GIVEN DATA
* * *

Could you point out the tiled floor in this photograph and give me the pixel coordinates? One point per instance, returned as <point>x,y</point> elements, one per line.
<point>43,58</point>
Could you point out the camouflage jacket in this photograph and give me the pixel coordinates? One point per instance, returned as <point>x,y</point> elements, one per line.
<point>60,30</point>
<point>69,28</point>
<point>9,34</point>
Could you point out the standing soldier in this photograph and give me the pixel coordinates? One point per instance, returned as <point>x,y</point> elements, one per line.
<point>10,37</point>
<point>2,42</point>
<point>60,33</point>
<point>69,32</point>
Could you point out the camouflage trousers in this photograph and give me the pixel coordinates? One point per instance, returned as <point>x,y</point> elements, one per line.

* * *

Can you arrange every line of the entries above as a numbered list, leaving out any blank lines?

RESULT OF THE EXERCISE
1. Could you point out the tiled floor in this photograph and give me the pixel coordinates? One point per instance, returned as <point>x,y</point> elements, one per line.
2. <point>43,58</point>
3. Could you point out the camouflage jacket in this photograph and give me the pixel coordinates? One point per instance, returned as <point>x,y</point> elements, one per line.
4. <point>60,30</point>
5. <point>69,28</point>
6. <point>9,34</point>
7. Could you point out the standing soldier in this photograph and give me the pixel coordinates? One point per instance, returned as <point>x,y</point> elements, one per line.
8. <point>10,37</point>
9. <point>2,42</point>
10. <point>60,33</point>
11. <point>69,32</point>
12. Could you point out the camouflage trousers in this photograph and give me the pixel coordinates? One point per instance, returned as <point>x,y</point> elements, one per line.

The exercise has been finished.